● **Image point grounding data**:
━━━━━━━━
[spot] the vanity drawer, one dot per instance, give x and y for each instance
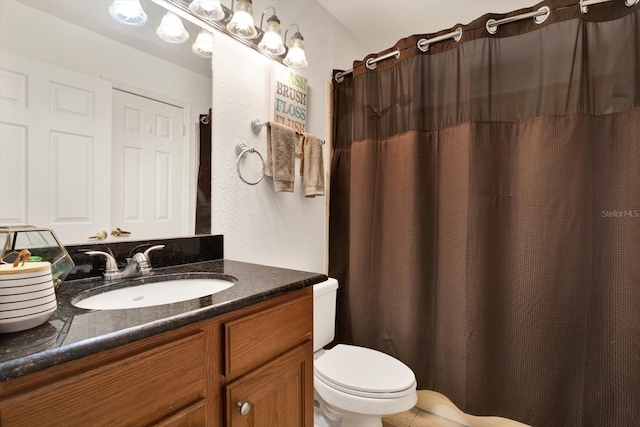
(260, 337)
(137, 390)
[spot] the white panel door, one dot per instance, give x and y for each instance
(55, 148)
(148, 198)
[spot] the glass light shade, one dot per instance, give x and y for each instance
(203, 46)
(241, 23)
(296, 57)
(272, 40)
(128, 12)
(210, 9)
(172, 30)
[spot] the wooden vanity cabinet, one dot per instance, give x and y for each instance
(260, 356)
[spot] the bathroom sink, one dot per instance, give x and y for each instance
(162, 290)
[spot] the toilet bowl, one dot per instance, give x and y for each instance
(354, 386)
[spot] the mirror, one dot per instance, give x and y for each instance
(59, 141)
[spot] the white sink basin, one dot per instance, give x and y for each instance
(152, 294)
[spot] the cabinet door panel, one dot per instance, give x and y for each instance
(134, 391)
(193, 416)
(280, 392)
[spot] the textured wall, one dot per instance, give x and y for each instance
(260, 226)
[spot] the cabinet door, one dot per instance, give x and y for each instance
(134, 391)
(279, 394)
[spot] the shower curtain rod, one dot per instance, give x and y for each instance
(539, 16)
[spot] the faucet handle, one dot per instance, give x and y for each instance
(143, 260)
(110, 266)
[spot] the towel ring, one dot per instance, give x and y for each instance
(241, 151)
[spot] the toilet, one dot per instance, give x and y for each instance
(353, 386)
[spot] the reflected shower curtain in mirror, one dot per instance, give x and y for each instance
(485, 215)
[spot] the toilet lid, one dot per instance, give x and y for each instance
(358, 369)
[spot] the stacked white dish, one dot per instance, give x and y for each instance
(27, 296)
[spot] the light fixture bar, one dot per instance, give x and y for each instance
(181, 8)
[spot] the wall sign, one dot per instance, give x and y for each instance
(289, 95)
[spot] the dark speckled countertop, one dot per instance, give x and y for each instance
(72, 333)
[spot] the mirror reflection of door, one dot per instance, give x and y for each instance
(148, 180)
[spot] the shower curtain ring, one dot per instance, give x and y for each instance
(241, 151)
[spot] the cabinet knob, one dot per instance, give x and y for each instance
(244, 408)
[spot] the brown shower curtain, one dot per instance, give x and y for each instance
(485, 215)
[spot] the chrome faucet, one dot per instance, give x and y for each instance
(138, 265)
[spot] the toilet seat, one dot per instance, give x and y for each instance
(364, 372)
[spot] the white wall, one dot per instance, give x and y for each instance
(260, 226)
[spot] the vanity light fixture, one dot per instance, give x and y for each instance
(203, 46)
(128, 12)
(209, 9)
(241, 23)
(271, 42)
(296, 57)
(172, 30)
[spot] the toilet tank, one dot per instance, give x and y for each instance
(324, 313)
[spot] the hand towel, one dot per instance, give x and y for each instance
(280, 164)
(311, 166)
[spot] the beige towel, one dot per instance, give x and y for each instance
(280, 164)
(311, 166)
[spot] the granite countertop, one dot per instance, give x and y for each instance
(72, 333)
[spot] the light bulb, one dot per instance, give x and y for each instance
(128, 12)
(210, 9)
(271, 42)
(296, 57)
(203, 46)
(241, 23)
(172, 30)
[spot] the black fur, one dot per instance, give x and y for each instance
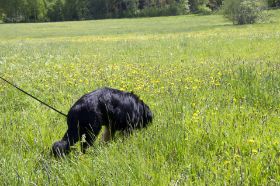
(115, 109)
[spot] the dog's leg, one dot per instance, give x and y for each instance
(90, 134)
(108, 134)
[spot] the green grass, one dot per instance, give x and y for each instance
(214, 89)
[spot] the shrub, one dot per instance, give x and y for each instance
(243, 11)
(203, 9)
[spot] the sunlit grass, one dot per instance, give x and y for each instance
(214, 89)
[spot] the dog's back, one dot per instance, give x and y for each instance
(114, 107)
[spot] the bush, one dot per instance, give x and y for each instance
(243, 11)
(203, 9)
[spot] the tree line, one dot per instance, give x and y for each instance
(64, 10)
━━━━━━━━
● **What you need to do**:
Give the data again exactly. Keep the images out.

● **Response to the task**:
[spot] the vanity drawer, one dot per instance, give x and y for each instance
(260, 337)
(137, 390)
[spot] the white panel door, one dot per instance, give x and y for each instance
(55, 148)
(148, 198)
[spot] the glass light shade, one dot per instance, give x and y for each instance
(203, 46)
(241, 23)
(296, 57)
(272, 40)
(128, 12)
(210, 9)
(172, 30)
[spot] the wooden vanity cabinet, one dot per instance, give x and y for each instance
(260, 356)
[spot] the bathroom sink, one dot per instance, give x and y for each instance
(162, 290)
[spot] the toilet bowl, one dot per instance, give x and y for each instance
(354, 386)
[spot] the mirror, one dot per instance, give x and y for each instance
(59, 141)
[spot] the white sink basin, one dot per instance, give x and y for each instance
(152, 294)
[spot] the cabinet door panel, one dot per instance, give x and y for each instance
(134, 391)
(193, 416)
(280, 392)
[spot] the textured wall, one dot per instance, give x and y for each instance
(260, 226)
[spot] the cabinet door, one dot per instance, give x and y for each instance
(134, 391)
(279, 394)
[spot] the shower curtain rod, one dot per instance, give x and y for each instance
(539, 16)
[spot] the faucet handle, one dot per instance, give x and y for each instance
(143, 260)
(110, 266)
[spot] the towel ring, one dot per instance, give x and y for each instance
(241, 151)
[spot] the toilet, one dot per instance, give x and y for each instance
(353, 386)
[spot] the reflected shower curtain in mirror, one dot per instance, give x and y for each instance
(485, 215)
[spot] the toilet lid, one dot per instance, give x and y for each instance
(358, 369)
[spot] the stacked white dish, one dot per instance, give x and y for each instance
(27, 296)
[spot] the light fixture bar, one dot per instance, give x and y for each instance
(181, 8)
[spot] the wall sign, one dot per instance, give x and y for each instance
(289, 95)
[spot] the dark speckled countertop, one dot per instance, give x and y for each instance
(72, 333)
[spot] the mirror reflection of door, one dot per instance, give x and y for each instance
(148, 180)
[spot] the shower curtain ring, one dot per instance, give x and y for each instance
(241, 151)
[spot] the cabinet knob, one dot per instance, give x and y for each instance
(244, 408)
[spot] the brown shower curtain, one dot per instance, give x and y for each instance
(485, 215)
[spot] the chrome faucet, one dot per instance, give x and y for each instance
(138, 265)
[spot] the toilet seat, one dot per instance, give x and y for each instance
(364, 372)
[spot] the white wall, one dot per instance, give x and y for each instance
(260, 226)
[spot] the vanity light fixture, one dot per instance, give x and y for each instance
(203, 46)
(128, 12)
(209, 9)
(241, 23)
(271, 42)
(296, 57)
(172, 30)
[spot] the toilet tank, one dot per instance, give x and y for each instance
(324, 313)
[spot] the hand towel, one dot per instance, give x and y for each instance
(280, 164)
(311, 166)
[spot] the beige towel, one dot per instance, give x and y for each instance
(280, 164)
(311, 166)
[spot] the granite countertop, one dot per instance, give x and y for each instance
(72, 333)
[spot] the light bulb, one dot per instance, give x and y for each instance
(128, 12)
(210, 9)
(271, 42)
(296, 57)
(203, 46)
(241, 23)
(172, 30)
[spot] the black fur, one dot per instance, give x and y for each instance
(115, 109)
[spot] the dog's leg, one dot per instance, give x and y for each instance
(90, 134)
(108, 134)
[spot] the green grass, one dot per instance, give x and y for each instance
(214, 89)
[spot] the shrub, one dot per instance, give x and y for each instance
(243, 11)
(203, 9)
[spot] the sunlit grass, one dot per instance, give x and y for each instance
(214, 89)
[spot] the dog's back, one dot per instance, give x and y for each instance
(114, 107)
[spot] the bush, one dot per instance, give x and y for each instance
(243, 11)
(203, 9)
[spot] the tree line, one dot per instance, give x and y for each instance
(64, 10)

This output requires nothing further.